>> start Data extract
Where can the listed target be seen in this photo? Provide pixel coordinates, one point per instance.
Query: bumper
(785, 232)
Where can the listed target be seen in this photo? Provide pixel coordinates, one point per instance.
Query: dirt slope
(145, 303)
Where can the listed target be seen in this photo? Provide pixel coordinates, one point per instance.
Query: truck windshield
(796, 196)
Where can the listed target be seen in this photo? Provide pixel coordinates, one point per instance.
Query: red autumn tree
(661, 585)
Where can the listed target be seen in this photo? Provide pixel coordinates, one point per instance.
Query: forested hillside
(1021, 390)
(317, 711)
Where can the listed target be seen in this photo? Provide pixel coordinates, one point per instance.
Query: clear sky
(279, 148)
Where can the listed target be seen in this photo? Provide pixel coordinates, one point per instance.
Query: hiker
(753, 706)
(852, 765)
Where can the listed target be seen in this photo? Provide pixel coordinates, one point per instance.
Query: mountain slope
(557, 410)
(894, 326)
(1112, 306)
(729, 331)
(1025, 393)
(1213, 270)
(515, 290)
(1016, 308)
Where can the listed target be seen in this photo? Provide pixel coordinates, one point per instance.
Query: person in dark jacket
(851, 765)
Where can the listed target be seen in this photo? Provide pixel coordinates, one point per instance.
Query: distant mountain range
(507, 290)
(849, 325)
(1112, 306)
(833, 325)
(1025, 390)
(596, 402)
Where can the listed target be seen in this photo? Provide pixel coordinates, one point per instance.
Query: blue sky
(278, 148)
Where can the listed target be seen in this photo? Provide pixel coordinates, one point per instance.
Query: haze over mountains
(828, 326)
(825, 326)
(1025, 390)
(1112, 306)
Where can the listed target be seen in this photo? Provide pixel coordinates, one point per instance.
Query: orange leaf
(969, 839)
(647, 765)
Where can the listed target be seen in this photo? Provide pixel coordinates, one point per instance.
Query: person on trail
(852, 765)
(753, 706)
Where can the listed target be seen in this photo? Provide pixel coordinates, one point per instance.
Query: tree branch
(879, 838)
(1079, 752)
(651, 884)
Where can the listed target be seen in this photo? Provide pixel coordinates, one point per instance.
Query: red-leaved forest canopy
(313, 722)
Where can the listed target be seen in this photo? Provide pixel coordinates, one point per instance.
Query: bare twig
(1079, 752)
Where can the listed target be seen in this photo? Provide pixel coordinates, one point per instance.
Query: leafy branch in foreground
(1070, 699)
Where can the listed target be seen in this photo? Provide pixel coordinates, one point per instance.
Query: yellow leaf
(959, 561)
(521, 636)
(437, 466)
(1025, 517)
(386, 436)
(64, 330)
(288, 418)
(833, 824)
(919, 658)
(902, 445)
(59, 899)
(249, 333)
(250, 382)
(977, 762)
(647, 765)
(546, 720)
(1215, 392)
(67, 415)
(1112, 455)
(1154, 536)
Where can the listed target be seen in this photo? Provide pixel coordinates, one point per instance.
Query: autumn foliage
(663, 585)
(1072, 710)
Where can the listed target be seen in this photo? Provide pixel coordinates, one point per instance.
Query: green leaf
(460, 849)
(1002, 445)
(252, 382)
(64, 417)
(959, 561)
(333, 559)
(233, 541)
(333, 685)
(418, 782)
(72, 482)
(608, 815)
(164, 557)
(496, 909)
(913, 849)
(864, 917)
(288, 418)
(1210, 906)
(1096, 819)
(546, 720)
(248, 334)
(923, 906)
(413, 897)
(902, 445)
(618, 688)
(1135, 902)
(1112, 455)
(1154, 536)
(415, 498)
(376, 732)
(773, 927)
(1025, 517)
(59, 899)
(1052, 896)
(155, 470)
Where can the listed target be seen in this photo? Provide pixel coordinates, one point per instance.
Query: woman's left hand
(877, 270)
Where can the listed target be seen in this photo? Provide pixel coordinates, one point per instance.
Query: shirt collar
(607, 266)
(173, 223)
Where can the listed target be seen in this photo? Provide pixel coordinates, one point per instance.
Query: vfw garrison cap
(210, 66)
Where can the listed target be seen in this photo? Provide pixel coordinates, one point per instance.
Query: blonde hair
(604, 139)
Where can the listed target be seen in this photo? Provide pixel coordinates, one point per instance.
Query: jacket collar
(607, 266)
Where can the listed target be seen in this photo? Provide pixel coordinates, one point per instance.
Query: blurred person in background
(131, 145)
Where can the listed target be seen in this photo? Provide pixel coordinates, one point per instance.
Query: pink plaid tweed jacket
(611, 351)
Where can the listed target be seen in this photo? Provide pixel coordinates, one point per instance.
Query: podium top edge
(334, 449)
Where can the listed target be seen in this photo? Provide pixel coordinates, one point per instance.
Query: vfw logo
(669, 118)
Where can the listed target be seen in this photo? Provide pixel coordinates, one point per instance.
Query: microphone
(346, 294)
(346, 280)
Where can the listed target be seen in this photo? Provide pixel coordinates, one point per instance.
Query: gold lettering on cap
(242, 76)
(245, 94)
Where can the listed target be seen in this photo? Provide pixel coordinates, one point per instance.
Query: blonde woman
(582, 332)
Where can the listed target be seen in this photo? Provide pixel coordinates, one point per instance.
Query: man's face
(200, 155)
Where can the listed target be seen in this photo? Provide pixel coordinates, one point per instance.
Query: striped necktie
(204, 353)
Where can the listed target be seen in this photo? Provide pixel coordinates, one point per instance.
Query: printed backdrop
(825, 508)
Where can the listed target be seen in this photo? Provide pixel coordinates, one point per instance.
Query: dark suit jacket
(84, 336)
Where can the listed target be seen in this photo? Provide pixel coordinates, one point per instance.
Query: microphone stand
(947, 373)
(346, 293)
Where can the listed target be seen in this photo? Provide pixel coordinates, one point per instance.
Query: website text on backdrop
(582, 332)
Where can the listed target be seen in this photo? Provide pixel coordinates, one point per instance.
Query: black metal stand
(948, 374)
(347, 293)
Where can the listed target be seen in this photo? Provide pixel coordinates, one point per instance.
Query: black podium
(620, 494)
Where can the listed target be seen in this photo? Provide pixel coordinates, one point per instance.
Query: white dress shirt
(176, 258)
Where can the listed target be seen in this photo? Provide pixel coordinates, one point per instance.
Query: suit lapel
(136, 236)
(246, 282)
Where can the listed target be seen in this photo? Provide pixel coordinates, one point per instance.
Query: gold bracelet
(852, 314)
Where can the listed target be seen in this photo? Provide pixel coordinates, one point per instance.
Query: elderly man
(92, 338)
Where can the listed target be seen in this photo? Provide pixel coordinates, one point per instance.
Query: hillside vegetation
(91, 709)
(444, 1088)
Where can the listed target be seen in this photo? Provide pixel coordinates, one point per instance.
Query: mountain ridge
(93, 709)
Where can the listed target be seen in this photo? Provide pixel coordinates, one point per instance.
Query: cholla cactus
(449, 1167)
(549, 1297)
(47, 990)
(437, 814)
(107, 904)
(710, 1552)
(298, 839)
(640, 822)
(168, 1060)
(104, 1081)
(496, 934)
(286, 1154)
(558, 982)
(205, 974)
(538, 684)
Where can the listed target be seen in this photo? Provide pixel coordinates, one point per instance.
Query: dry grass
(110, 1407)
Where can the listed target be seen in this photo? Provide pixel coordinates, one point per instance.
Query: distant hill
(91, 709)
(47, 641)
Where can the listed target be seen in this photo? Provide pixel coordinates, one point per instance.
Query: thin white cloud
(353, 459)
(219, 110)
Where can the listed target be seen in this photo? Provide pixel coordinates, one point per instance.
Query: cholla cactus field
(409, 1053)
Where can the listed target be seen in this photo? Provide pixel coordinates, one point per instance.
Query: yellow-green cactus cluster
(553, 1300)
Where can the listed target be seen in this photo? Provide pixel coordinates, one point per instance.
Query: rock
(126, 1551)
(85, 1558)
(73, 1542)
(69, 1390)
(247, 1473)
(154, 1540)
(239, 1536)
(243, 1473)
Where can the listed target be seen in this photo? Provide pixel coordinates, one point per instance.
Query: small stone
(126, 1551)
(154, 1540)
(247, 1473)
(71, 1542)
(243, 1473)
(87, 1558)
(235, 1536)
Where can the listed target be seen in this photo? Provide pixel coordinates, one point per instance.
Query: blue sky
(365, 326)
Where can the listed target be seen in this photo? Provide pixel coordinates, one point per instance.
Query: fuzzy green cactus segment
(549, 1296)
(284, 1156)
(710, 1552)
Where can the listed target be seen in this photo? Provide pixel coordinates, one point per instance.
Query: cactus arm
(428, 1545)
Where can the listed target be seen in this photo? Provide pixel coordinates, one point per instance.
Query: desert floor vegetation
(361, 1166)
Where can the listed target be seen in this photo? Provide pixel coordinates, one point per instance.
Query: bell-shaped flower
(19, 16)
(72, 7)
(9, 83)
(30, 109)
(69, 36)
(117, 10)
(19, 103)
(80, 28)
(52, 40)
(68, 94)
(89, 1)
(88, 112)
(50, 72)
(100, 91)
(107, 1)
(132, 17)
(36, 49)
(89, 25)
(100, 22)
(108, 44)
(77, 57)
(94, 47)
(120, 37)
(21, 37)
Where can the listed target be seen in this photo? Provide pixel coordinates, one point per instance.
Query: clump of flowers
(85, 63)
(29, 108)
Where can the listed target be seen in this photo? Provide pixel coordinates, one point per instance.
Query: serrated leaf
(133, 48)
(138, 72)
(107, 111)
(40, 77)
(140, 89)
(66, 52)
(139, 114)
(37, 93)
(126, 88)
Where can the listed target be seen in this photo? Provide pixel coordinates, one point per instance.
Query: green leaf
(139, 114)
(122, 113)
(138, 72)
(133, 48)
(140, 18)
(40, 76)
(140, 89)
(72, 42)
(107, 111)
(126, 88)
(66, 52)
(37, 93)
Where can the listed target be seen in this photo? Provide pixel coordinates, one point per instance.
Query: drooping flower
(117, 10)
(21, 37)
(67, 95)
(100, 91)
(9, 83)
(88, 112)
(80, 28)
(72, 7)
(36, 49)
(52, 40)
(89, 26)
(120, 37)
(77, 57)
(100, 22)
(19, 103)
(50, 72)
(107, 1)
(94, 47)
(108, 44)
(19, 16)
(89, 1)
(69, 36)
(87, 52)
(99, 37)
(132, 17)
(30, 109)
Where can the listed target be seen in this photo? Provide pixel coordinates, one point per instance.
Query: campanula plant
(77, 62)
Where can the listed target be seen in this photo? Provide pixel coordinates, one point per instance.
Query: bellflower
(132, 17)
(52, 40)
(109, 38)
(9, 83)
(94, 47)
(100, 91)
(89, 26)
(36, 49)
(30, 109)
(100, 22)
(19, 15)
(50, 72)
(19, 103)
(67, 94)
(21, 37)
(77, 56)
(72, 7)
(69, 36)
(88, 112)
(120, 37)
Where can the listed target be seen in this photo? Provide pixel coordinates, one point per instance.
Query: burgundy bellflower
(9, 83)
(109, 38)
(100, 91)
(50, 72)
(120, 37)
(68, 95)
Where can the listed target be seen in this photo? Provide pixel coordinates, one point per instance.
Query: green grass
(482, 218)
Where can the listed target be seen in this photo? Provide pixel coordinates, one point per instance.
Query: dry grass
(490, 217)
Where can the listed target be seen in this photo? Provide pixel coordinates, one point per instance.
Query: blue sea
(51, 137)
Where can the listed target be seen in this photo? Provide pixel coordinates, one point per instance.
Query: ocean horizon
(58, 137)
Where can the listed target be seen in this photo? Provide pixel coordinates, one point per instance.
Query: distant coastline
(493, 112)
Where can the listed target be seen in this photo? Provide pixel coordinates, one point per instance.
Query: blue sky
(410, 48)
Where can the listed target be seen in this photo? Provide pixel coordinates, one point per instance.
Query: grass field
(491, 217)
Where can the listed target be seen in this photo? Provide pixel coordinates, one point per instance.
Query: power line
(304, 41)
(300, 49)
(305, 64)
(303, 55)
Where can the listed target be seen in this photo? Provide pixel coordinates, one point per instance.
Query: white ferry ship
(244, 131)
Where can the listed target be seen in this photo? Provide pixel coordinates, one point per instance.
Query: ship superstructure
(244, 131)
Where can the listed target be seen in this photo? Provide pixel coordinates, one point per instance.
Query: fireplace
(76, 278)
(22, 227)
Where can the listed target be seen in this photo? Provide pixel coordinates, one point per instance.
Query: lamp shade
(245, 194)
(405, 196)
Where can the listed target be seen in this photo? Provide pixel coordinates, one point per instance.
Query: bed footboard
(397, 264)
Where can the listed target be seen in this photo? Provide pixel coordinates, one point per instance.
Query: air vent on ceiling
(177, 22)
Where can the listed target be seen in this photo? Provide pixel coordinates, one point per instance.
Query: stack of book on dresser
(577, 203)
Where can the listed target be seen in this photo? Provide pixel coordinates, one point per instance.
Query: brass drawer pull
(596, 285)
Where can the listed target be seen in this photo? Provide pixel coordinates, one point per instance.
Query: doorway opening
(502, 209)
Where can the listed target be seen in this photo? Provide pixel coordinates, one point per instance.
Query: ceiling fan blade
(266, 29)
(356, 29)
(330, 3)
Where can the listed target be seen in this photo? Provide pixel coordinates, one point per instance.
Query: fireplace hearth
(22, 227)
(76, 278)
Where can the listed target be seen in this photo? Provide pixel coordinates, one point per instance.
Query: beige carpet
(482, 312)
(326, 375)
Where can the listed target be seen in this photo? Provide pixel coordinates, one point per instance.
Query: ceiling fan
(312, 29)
>> end Data extract
**Directions:** Extract every line of the data that contains the word "suit". Case counts.

**Response to this exercise:**
Query: dark suit jacket
Query: suit lapel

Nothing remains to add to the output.